- [STATED GOAL] Rewrite the data from its start through the line containing "x=149, y=247", replacing "pixel coordinates" with "image coordinates" and changing nothing else. Omit the pictures from your answer.

- [Labeled-object pointing data]
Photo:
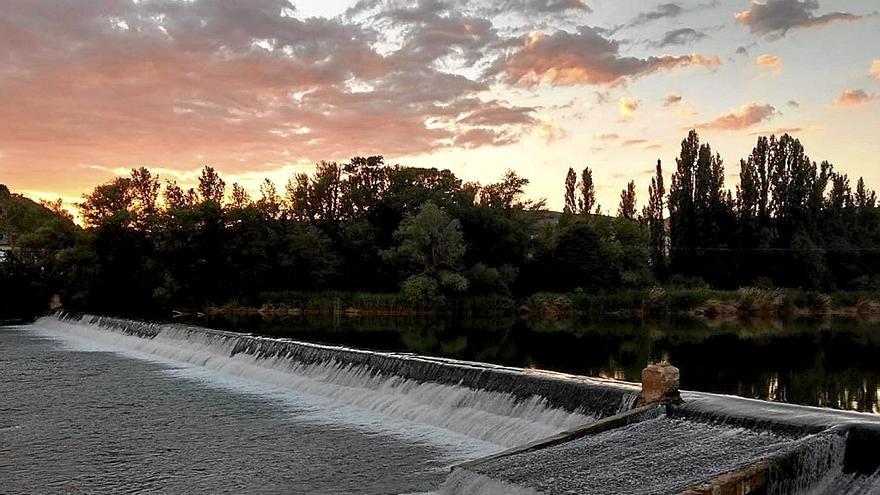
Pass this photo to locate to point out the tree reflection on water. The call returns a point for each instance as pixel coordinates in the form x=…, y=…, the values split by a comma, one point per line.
x=829, y=362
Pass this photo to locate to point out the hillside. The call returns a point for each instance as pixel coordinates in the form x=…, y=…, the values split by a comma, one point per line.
x=21, y=216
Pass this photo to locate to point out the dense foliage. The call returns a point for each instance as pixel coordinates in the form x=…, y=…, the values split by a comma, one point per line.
x=149, y=247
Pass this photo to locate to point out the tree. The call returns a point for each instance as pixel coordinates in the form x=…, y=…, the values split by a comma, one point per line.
x=701, y=214
x=570, y=186
x=110, y=201
x=588, y=192
x=212, y=189
x=270, y=203
x=655, y=216
x=627, y=208
x=507, y=194
x=432, y=246
x=144, y=187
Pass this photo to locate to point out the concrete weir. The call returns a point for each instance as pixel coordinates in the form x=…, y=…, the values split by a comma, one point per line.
x=552, y=433
x=690, y=444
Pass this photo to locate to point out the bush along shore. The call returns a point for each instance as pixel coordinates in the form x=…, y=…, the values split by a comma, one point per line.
x=702, y=303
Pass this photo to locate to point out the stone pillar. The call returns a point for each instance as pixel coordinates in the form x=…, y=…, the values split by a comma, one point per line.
x=55, y=302
x=659, y=383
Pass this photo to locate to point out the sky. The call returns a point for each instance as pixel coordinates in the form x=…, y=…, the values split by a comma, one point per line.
x=266, y=88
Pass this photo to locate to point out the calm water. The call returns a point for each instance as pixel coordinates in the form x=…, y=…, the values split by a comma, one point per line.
x=831, y=363
x=73, y=420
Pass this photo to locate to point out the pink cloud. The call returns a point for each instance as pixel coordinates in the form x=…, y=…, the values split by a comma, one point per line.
x=853, y=98
x=584, y=58
x=746, y=116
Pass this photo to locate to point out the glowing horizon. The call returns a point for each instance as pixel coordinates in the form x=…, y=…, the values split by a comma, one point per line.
x=265, y=89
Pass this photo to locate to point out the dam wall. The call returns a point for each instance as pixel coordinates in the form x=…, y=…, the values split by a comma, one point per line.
x=555, y=433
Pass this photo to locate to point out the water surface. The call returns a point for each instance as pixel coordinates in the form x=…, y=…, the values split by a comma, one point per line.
x=829, y=363
x=77, y=421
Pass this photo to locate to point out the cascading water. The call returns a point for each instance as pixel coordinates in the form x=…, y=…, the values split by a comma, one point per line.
x=504, y=406
x=453, y=410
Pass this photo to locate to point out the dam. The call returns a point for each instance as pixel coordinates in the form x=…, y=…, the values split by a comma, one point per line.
x=107, y=405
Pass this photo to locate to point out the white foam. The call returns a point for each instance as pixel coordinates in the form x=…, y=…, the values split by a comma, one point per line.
x=492, y=418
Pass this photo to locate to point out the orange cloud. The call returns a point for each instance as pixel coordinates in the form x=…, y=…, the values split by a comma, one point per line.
x=853, y=98
x=874, y=71
x=628, y=106
x=746, y=116
x=771, y=64
x=774, y=18
x=549, y=130
x=584, y=58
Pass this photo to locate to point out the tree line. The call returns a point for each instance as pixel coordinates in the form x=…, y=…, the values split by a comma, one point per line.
x=150, y=245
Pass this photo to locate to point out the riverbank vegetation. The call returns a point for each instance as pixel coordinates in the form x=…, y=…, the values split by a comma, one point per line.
x=792, y=236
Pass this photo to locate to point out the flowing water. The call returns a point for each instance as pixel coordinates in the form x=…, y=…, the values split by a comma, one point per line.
x=101, y=405
x=97, y=408
x=828, y=362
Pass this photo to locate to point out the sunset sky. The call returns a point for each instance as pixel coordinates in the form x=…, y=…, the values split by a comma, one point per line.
x=265, y=88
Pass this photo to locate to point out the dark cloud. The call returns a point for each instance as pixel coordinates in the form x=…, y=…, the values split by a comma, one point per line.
x=240, y=81
x=775, y=18
x=584, y=57
x=683, y=36
x=662, y=11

- [ANSWER TO THIS PROBLEM]
Photo:
Pass this photo to locate to point out the tree reflection on water. The call returns a point for each instance as image coordinates in the form x=…, y=…, the values split by a comma, one point per line.
x=829, y=362
Pass this photo to locate to point out the hillside. The call returns a point for each instance as image coordinates in the form x=…, y=…, the values split by a comma, one point per line.
x=21, y=216
Pass this photo to locate to point out the dense foliage. The call returns a point for each instance as image coordinates in the form x=…, y=…, the values split by a comma, one point per line.
x=149, y=247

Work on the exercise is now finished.